§ **Task**
Print out every entry, keeping each line identical to the original.

[Opening Information provided section]

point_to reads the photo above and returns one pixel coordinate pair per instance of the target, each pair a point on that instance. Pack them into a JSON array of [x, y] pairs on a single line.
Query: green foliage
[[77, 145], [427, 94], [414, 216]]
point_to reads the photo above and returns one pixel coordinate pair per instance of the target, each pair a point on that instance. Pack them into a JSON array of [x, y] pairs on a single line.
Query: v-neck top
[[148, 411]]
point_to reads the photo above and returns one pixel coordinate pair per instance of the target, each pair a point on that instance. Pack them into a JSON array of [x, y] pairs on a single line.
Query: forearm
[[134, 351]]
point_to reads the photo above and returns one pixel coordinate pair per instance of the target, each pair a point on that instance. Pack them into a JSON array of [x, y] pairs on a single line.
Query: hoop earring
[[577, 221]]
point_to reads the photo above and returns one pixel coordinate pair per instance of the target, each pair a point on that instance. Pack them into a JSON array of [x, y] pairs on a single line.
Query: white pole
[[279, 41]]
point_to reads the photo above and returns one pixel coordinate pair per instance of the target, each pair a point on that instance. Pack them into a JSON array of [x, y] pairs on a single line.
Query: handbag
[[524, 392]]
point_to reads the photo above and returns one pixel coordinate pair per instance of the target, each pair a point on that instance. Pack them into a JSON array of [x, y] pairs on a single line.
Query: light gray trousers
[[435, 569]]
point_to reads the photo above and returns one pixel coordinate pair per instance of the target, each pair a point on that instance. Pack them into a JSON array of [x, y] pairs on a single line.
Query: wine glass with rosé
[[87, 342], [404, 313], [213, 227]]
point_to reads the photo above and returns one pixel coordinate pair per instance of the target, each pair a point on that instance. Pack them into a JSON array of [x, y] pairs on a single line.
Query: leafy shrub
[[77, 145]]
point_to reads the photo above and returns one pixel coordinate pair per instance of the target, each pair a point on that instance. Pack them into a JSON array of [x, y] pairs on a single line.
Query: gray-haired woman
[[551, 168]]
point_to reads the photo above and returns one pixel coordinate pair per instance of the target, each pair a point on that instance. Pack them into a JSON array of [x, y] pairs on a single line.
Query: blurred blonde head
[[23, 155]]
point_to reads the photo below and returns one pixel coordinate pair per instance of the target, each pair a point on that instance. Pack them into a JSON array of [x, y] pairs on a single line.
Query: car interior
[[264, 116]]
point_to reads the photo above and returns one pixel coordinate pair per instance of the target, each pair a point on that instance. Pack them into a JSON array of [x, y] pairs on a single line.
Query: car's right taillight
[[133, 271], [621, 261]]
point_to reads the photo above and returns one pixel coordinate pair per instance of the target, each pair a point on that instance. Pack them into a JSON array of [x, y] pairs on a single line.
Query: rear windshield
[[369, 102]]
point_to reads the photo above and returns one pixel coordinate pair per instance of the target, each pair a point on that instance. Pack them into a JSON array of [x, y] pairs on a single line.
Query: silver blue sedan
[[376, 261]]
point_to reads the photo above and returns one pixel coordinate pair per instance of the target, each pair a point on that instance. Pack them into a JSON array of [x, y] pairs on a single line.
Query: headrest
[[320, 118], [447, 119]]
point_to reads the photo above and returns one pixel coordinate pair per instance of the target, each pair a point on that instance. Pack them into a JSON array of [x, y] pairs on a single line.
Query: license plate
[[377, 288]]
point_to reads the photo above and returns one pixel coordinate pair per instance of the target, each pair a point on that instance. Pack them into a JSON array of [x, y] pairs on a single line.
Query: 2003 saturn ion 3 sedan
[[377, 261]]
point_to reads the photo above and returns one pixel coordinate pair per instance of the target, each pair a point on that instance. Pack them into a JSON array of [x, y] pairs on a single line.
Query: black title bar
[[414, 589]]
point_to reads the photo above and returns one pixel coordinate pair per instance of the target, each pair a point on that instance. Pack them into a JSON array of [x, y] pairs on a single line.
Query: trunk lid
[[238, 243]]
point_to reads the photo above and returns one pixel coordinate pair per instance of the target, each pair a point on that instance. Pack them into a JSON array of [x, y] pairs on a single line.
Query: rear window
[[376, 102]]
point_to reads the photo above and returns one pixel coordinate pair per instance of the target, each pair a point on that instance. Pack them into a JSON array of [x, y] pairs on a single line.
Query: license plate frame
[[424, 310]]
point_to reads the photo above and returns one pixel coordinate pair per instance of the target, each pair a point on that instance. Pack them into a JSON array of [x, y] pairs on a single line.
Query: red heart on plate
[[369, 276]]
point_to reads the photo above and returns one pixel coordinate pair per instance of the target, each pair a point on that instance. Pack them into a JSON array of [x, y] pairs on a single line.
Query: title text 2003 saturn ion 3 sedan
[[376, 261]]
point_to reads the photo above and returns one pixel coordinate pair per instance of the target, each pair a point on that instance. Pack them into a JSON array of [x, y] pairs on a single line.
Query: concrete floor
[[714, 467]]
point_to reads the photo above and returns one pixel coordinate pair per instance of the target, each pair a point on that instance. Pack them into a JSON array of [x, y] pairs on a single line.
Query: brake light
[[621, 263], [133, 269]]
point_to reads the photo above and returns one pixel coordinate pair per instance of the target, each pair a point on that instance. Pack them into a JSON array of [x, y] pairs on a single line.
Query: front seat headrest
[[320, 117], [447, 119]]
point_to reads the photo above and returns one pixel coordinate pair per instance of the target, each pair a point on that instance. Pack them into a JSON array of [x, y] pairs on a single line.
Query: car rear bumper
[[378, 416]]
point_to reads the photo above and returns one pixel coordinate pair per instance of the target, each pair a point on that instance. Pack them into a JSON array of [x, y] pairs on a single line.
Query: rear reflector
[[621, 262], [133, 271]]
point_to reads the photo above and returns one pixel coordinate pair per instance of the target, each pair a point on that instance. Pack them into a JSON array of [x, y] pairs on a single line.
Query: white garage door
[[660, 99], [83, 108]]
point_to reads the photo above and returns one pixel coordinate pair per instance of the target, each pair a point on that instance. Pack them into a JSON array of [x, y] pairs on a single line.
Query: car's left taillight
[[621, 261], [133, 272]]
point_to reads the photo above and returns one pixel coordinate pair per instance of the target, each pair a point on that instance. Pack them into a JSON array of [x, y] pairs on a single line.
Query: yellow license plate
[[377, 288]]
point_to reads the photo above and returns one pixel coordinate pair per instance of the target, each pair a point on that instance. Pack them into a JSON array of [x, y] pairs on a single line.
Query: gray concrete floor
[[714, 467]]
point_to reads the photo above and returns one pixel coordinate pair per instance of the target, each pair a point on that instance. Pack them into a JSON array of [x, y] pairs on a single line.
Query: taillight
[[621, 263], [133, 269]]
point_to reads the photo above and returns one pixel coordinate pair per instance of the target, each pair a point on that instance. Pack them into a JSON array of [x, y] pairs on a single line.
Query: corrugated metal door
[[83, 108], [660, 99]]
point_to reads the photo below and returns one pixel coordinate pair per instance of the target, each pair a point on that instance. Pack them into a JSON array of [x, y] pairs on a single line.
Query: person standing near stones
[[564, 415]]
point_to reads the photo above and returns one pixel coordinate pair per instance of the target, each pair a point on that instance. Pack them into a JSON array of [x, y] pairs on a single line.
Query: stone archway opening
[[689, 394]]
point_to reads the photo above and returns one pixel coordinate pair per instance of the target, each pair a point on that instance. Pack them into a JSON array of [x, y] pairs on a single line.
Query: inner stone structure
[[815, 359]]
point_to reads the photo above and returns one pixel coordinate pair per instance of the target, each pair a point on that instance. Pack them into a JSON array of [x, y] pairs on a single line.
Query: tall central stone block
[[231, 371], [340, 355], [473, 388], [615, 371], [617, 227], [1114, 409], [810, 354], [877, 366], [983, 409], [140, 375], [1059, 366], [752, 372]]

[Closing Information provided section]

§ **Task response**
point_to reads the photo above and returns one pixel coordinate pair per instance of the target, each pair a point on that instance. Pack them into a JSON array of [x, y] pairs on a single line.
Query: green foliage
[[77, 145], [427, 94], [414, 216]]
point_to reads the photo above and returns one pixel coordinate pair per instance of the target, each pair a point on that instance. Pack them into a JSON array of [x, y] pairs on a single line.
Query: v-neck top
[[148, 411]]
point_to reads the photo above and returns one pixel coordinate pair per instance of the target, each pair a point on that instance. Pack them into a JSON array of [x, y] pairs on a single line.
Query: forearm
[[134, 351]]
point_to reads the photo above and returns one pixel coordinate pair per instance of the target, each pair a point on that instance. Pack them into a JSON array of [x, y] pairs on a single line.
Query: hoop earring
[[577, 221]]
point_to reads the photo above and returns one pixel coordinate pair per instance of the target, each pair a point on that instance. Pack them into a JSON array of [x, y] pairs on a single line.
Query: white pole
[[279, 41]]
point_to reads the photo above and returns one pixel coordinate pair per instance of the target, each pair a point on that instance. Pack them into a JSON array of [x, y] pairs on a single line.
Query: handbag
[[524, 392]]
point_to reads the photo above and returns one pixel coordinate pair per instance of the target, each pair a point on that instance. Pack them into a JSON array of [x, y] pairs on a single line.
Query: light gray trousers
[[435, 569]]
point_to reads the photo above and returns one pixel coordinate pair per instance of the target, each pair a point on that instance. Pack them into a JSON array of [x, y] pairs on a single line.
Query: wine glass with rosé
[[87, 342], [404, 313], [213, 227]]
point_to reads the photo above and returns one pixel coordinate pair per instance of the target, each pair a point on that instance. Pack them into a JSON array of [x, y] pairs on a single line.
Query: leafy shrub
[[77, 145]]
point_to reads the photo above and returns one pixel coordinate pair per instance of the target, each pair a point on that instance. Pack them into a JSON array of [x, y] pairs on a single line.
Query: gray-haired woman
[[551, 168]]
point_to reads the photo above and returns one pixel coordinate pair per instance of the target, each pair a point on that instance. Pack them into a JSON array of [x, y] pairs on a single line.
Query: blurred blonde head
[[23, 155]]
point_to reads the photo below and returns one pixel coordinate pair per instance of the target, each pair a point on that instance. Pack them into a JSON array of [x, y] pairs on a single line.
Query: car interior
[[264, 116]]
point_to reads the photo above and returns one pixel coordinate pair per instance of the target, each pair a point on that instance. Pack them into a JSON array of [x, y] pairs on a single line.
Query: car's right taillight
[[133, 271], [621, 261]]
point_to reads the photo above and returns one pixel coordinate pair per instance of the target, each pair a point on that instance. Pack them into a JSON array of [x, y] pairs on a single line.
Query: rear windshield
[[369, 102]]
point_to reads the photo above and returns one pixel coordinate pair per instance of the target, each pair a point on that instance. Pack them into a JSON array of [x, y] pairs on a single line.
Query: silver blue sedan
[[376, 261]]
point_to reads the photo above and returns one pixel coordinate pair per instance of the target, each pair a point on that instance. Pack them into a JSON array of [x, y] pairs on a single line.
Query: headrest
[[320, 118], [447, 119]]
point_to reads the photo above and returns one pixel coordinate pair per instance of the target, each pair a point on that instance. Pack them into a JSON array of [x, y] pairs on a single line.
Query: license plate
[[377, 288]]
point_to reads the photo above and returns one pixel coordinate pair per instance of the target, each pair a point on that instance. Pack them into a JSON array of [x, y] pairs on a single line.
Query: 2003 saturn ion 3 sedan
[[377, 261]]
point_to reads the photo above and returns one pixel coordinate pair per instance of the target, each pair a point on that instance. Pack them into a JSON array of [x, y] pairs on a single line.
Query: black title bar
[[414, 589]]
point_to reads the photo above and returns one pixel coordinate pair per instance of the target, each pair a point on that instance. Pack them into a JSON array of [x, y] pairs on a single line.
Query: trunk lid
[[238, 243]]
point_to reads the photo above and returns one pixel coordinate pair per instance of the target, each pair a point on that instance. Pack them into a JSON array of [x, y] pairs on a single line.
Query: rear window
[[376, 102]]
point_to reads the photo above and returns one pixel coordinate pair per instance of the target, each pair a point on that instance. Pack them into a JSON array of [x, y] pairs on a single line.
Query: license plate frame
[[424, 310]]
point_to reads the photo above and returns one pixel coordinate pair per instance of the target, each pair a point on that instance. Pack them into a JSON array of [x, y] pairs on a single line.
Query: red heart on plate
[[369, 276]]
point_to reads the photo above and returns one pixel coordinate pair per instance of the target, each pair a point on that instance. Pack them into a JSON array of [x, y] pairs on a single line.
Query: title text 2003 saturn ion 3 sedan
[[376, 261]]
point_to reads the photo above and returns one pixel coordinate pair per instance of the target, each pair a point on that instance. Pack them into a JSON array of [x, y] pairs on a single line.
Query: concrete floor
[[714, 467]]
point_to reads the photo above and returns one pixel coordinate pair per instance of the target, each pair a point on that instance. Pack them into a JSON array of [x, y] pairs on a single line.
Query: brake light
[[621, 263], [133, 269]]
point_to reads the photo above and returns one pixel coordinate pair per instance of the target, each pair a point on that instance. Pack them into a JSON array of [x, y] pairs on a single line.
Query: front seat headrest
[[320, 117], [447, 119]]
point_to reads the photo above and returns one pixel coordinate pair per instance of the target, each pair a point on that instance. Pack them into a JSON array of [x, y] pairs on a single line.
Query: car rear bumper
[[378, 416]]
point_to reads the photo above and returns one pixel coordinate pair per instance of the target, each pair a point on that instance. Pack them into a JSON array of [x, y] pairs on a single line.
Query: rear reflector
[[621, 262], [133, 271]]
point_to reads the photo above and returns one pixel coordinate pair per instance of the target, each pair a point on that instance. Pack them into a JSON array of [x, y] pairs on a single line.
Query: white garage door
[[660, 99], [83, 108]]
point_to reads the photo above and returns one pixel coordinate pair per instance of the target, each pair a point on that instance. Pack them into a JSON array of [x, y] pairs on a single line.
Query: car's left taillight
[[621, 261], [133, 272]]
point_to reads the photo above and returns one pixel coordinate pair per instance of the target, each pair a point on that instance. Pack them into a JSON array of [x, y] pairs on a single line.
Query: yellow license plate
[[377, 288]]
point_to reads the photo above and returns one pixel coordinate pair per instance of the target, each pair a point on that instance. Pack them into a JSON array of [x, y] pairs on a single line.
Query: gray concrete floor
[[714, 467]]
point_to reads the photo above and returns one pixel coordinate pair per instance of the target, each pair a point on that instance. Pack them into a JSON array of [x, y] pairs on a single line.
Query: taillight
[[621, 263], [133, 269]]
point_to reads the photo above and returns one pixel coordinate pair per instance of the target, each pair a point on that instance. Pack them into a JSON array of [x, y] pairs on a single line.
Query: corrugated metal door
[[83, 108], [660, 99]]
point_to reads the photo below and returns one pixel coordinate pair per instance of the target, each pair a point on that instance. Pack them into a JSON array of [x, y] pairs on a single line.
Query: person standing near stones
[[564, 415]]
point_to reads the photo above and returns one pixel coordinate pair per instance of the target, each pair a point on that instance. Pack them into a JSON array of [x, y] pairs on a single line.
Query: stone archway opening
[[689, 394]]
point_to reads the photo above and returns one pixel coordinate pair per instance of the target, each pair a point on that instance. Pack them into a JSON array of [x, y] pairs on a single line.
Query: inner stone structure
[[815, 359]]
point_to reads the photo above and returns one pixel coordinate pair per instance of the target, each pair a point on that instance. Pack them into a JSON array of [x, y] pairs on a single line.
Query: tall central stone block
[[231, 371], [340, 355], [473, 388], [615, 371], [617, 227], [1114, 409], [810, 354], [877, 366], [983, 409], [140, 375], [1059, 366], [752, 372]]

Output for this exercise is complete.